SOURCE DATA: Begin

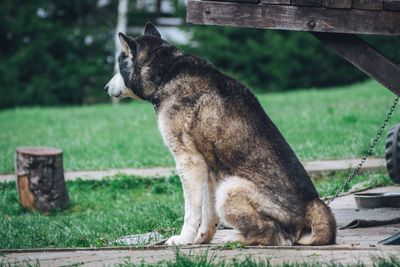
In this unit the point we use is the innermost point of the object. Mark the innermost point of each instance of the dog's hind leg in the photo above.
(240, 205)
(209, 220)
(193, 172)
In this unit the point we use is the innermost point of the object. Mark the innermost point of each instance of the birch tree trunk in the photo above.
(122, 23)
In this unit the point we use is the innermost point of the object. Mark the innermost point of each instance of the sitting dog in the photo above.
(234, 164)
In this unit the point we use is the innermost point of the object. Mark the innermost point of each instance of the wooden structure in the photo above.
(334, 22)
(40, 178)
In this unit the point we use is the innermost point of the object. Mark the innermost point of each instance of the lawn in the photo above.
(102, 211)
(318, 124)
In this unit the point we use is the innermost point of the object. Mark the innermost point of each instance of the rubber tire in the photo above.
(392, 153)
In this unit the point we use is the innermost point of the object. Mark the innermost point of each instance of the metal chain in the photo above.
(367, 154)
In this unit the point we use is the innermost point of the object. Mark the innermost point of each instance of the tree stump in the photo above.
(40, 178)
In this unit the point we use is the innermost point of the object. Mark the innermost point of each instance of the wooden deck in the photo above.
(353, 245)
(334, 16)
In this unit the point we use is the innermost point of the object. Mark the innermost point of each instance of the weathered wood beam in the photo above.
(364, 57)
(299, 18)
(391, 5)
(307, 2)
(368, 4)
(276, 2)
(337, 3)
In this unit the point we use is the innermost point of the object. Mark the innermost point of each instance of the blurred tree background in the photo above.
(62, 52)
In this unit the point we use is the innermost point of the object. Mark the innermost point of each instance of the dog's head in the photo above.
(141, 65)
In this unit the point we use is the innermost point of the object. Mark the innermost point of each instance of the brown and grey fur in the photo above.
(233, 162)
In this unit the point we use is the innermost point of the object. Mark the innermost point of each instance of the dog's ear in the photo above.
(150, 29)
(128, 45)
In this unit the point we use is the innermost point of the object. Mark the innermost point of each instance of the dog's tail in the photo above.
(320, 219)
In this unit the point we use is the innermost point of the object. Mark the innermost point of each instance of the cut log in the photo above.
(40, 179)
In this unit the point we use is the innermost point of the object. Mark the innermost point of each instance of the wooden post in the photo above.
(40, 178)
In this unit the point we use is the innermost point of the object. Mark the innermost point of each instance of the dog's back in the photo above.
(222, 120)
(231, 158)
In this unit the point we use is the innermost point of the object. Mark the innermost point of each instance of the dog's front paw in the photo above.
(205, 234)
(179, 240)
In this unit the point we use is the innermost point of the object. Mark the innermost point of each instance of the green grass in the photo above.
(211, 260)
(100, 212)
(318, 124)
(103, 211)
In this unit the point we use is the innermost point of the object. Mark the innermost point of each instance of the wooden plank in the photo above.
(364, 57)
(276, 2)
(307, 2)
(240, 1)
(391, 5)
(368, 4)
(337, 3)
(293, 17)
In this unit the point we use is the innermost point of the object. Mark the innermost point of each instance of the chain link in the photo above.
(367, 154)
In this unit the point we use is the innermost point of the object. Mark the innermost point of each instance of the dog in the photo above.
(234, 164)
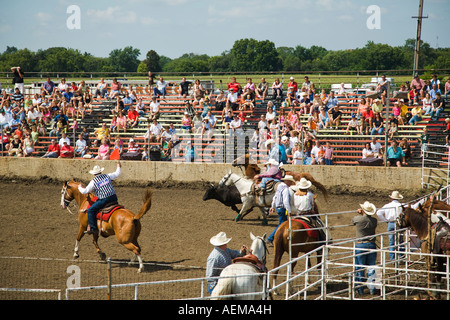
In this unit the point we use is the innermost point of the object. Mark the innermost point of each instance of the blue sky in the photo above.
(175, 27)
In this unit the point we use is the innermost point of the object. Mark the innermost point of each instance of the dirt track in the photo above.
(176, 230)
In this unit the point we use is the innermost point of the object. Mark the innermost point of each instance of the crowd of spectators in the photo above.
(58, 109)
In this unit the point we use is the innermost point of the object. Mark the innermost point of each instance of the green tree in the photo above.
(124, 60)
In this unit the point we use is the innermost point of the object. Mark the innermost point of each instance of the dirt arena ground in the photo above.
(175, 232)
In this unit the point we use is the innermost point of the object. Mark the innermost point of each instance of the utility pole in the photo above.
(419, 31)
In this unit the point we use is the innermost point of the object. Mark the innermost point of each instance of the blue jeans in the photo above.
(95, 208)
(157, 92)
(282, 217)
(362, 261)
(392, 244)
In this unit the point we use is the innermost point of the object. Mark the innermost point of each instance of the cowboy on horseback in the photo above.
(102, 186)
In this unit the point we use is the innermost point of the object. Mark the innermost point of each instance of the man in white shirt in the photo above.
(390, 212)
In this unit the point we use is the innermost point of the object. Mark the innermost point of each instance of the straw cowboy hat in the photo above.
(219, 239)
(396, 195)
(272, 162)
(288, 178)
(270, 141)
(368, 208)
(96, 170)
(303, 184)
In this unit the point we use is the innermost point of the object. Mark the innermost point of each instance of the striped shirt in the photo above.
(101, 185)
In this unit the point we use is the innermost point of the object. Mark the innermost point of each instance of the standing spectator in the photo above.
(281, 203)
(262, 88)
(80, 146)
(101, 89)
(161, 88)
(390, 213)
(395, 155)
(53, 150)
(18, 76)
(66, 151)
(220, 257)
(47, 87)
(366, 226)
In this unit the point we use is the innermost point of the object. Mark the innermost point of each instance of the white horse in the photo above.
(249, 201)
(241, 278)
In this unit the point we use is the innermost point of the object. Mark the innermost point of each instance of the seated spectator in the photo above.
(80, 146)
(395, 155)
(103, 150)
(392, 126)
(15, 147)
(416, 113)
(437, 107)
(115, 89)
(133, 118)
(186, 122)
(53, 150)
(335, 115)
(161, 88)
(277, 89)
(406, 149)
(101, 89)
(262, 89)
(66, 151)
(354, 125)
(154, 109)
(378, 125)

SOURCE DATA: End

**WHAT THE TASK ASKS:** Every line of the records above should be reproduced exactly, with no pictures included.

**ANSWER FOR THIS EXERCISE:**
In this unit the point we use is the innermost point of the object. Mark the innermost point of each instance of the dog's hind leg in the photo above.
(240, 205)
(209, 220)
(193, 172)
In this unit the point we use is the innermost point of the object. Mark the innermost point of each instance of the birch tree trunk in the photo above.
(122, 23)
In this unit the point we use is the innermost point of the object. Mark the innermost point of each instance of the sitting dog in the photo above.
(234, 164)
In this unit the point we use is the innermost point of the object. Mark the innermost point of each instance of the wooden structure in the photo above.
(334, 22)
(40, 178)
In this unit the point we use is the innermost point of the object. Mark the innermost point of each instance of the lawn in the photo above.
(102, 211)
(318, 124)
In this unit the point we use is the innermost point of the object. Mark the innermost point of each instance of the rubber tire in the photo above.
(392, 153)
In this unit the point we use is the innermost point of the object. Mark the innermost point of each instance of the metal chain in the photo above.
(367, 154)
In this unit the point we use is the innermost point of the object. Mark the innermost point of each instance of the tree stump in the photo above.
(40, 178)
In this unit the point we use is the innermost point of the object. Mark the innermost point of each instance of the wooden deck in the photo above.
(353, 245)
(334, 16)
In this unit the point we use is the innermost point of the object. Mark the innermost point of each instance of the weathered wood beam in the photo above.
(364, 57)
(299, 18)
(391, 5)
(307, 2)
(368, 4)
(276, 2)
(337, 3)
In this unit the point we use is the innermost point of the object. Mark the innermost point of each instance of the blurred tree background in the photo above.
(62, 52)
In this unit the point we use is the innermost point of the object. Mark the innermost point of each instance of the dog's head in the photo above.
(141, 65)
In this unit the point we use is the innermost point of the object. Mark the innermost point of each instance of the brown and grey fur in the photo above.
(233, 162)
In this unit the point we use is the innermost point of the object. Mark the innermost point of each instance of the dog's ear in the photo above.
(150, 29)
(128, 45)
In this unit the point we use is the innermost point of the object. Mark the innermost point of each instance of the dog's tail in the photo above.
(320, 219)
In this unit the point we use is the innermost point of the object. Mark the innermost point of each instance of the cut log in the photo above.
(40, 179)
In this unit the point we use is the innermost point of the object. Mark the innermost point of each instance of the wooden post in the photo above.
(40, 178)
In this unit the point we use is the innermost point of the object. Mark the innermost point of each instance of the dog's back in the photo above.
(222, 120)
(231, 158)
In this unit the point we use is the innermost point of the object. Mark the innermost point of each instance of the dog's front paw in the photo above.
(205, 234)
(179, 240)
In this unit the point we use is the innermost point of the object. Mark the innermost point of each instance of the green grass in the photo above.
(211, 260)
(100, 212)
(318, 124)
(103, 211)
In this unit the point we use is the innermost point of the object. Mark the innermost point of each instance of the wooden plank in the photo above.
(364, 57)
(276, 2)
(307, 2)
(240, 1)
(391, 5)
(368, 4)
(337, 3)
(293, 17)
In this unit the point we use is the innermost point of the object. Mark the innermost point of each instance of the chain link in the photo above.
(367, 154)
In this unit the point we use is the innermost point of the object. Mark the innermost point of each instance of the dog in the photo above.
(234, 164)
In this unit the point we use is the innermost point of the object. Mark the innermost point of each instance of the blue sky in the photo above.
(175, 27)
In this unit the point we use is the innermost point of the object. Mark the innermost point of each instance of the dirt track in the photo above.
(176, 230)
In this unit the point we use is the innermost point of the object. Mark the innermost point of each instance of the crowd of spectators in the photo above.
(58, 109)
In this unit the point we use is the innermost point of the object. Mark the innermost point of each instance of the green tree in the photo above.
(124, 60)
In this unit the point we use is the innermost point of the object. Mark the innermost point of each instance of the dirt arena ground in the photo above.
(175, 232)
In this unit the point we use is the innermost point of the object. Mark the innermost point of each instance of the utility pole in the photo above.
(419, 31)
In this unit the point we use is the innermost point of the object. Mark the innermost point of each instance of the blue jeans in the photo above.
(95, 208)
(157, 92)
(282, 217)
(362, 261)
(392, 244)
In this unit the point we use is the innermost point of the object. Mark the innermost point of each instance of the cowboy on horseback in the photo above.
(102, 186)
In this unit the point we use is the innermost point of the object. Mark the innermost point of each instance of the man in white shirt in the photo above.
(390, 212)
In this unit the point we use is the innermost point of the object. Mark the innermost point of each instance of the straw cowboy hat in the photo above.
(219, 239)
(396, 195)
(272, 162)
(288, 178)
(270, 141)
(368, 208)
(96, 170)
(303, 184)
In this unit the point we use is the innermost point of the object. Mark the innermost point of each instance of the striped shirt in the photo above.
(101, 185)
In this unit the point we use is the innermost point of the object. Mark the innermost point of each instance of the standing spectator in the photo above.
(281, 203)
(262, 88)
(80, 146)
(101, 89)
(161, 88)
(390, 213)
(395, 155)
(53, 150)
(18, 76)
(66, 151)
(220, 257)
(47, 87)
(366, 226)
In this unit the point we use is the innermost point of the object. Mark the innermost point of each instance of the white horse in the photo above.
(249, 201)
(241, 278)
In this unit the point we use is the innermost point of the object. Mark the innermost point of each instance of the seated spectator in the photo above.
(80, 146)
(395, 155)
(103, 150)
(392, 126)
(15, 147)
(416, 113)
(437, 107)
(115, 89)
(133, 118)
(186, 122)
(53, 150)
(335, 115)
(161, 88)
(277, 89)
(406, 149)
(101, 89)
(262, 89)
(66, 151)
(354, 125)
(154, 109)
(378, 125)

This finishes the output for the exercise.